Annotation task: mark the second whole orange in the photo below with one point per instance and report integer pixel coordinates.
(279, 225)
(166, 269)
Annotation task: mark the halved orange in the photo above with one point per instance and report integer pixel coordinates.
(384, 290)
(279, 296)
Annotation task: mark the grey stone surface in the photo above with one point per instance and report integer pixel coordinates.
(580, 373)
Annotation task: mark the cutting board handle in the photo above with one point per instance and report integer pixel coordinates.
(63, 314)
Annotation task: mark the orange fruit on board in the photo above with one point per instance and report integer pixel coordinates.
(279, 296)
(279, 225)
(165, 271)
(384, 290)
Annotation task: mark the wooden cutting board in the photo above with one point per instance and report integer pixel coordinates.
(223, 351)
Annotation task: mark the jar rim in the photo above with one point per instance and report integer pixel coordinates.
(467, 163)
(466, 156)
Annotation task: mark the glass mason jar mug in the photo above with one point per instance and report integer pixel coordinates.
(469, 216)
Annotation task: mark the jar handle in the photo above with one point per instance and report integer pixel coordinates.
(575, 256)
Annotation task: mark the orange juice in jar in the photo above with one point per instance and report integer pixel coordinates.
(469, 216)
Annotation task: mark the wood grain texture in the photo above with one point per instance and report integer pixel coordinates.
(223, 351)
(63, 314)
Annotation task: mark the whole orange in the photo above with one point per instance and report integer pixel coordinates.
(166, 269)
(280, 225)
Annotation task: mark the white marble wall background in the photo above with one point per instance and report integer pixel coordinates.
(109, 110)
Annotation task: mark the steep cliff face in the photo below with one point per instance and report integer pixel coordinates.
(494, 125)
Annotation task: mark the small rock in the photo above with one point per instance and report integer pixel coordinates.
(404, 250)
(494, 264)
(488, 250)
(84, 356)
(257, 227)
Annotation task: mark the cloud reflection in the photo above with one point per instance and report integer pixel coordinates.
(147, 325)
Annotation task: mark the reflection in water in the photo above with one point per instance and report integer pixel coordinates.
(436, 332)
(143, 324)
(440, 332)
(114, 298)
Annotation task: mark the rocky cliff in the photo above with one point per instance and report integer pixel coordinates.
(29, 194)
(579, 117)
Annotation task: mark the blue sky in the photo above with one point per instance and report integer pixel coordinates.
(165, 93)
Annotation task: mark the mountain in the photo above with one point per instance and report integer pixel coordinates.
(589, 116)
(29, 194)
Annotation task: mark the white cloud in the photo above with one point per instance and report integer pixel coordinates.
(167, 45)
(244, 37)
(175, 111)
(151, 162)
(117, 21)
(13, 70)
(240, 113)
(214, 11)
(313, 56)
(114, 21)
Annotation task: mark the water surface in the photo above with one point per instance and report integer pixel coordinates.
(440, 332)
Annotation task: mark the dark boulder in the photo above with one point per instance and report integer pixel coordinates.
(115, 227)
⁂
> PROBLEM TO SOLVE
Rescale the stretch from the line containing "Annotation task: mark the water" through the end of the listing, both ends included: repeat every line, requests too, but multiply each coordinate in the answers by 0.55 and round to whole numbers, halves up. Give only these lines.

> TASK RESPONSE
Annotation task: mark the water surface in the photo above with one point per instance and report integer pixel coordinates.
(242, 183)
Annotation task: mark the dark boulder in the photo above with one point per instance and report integer pixel coordinates.
(63, 125)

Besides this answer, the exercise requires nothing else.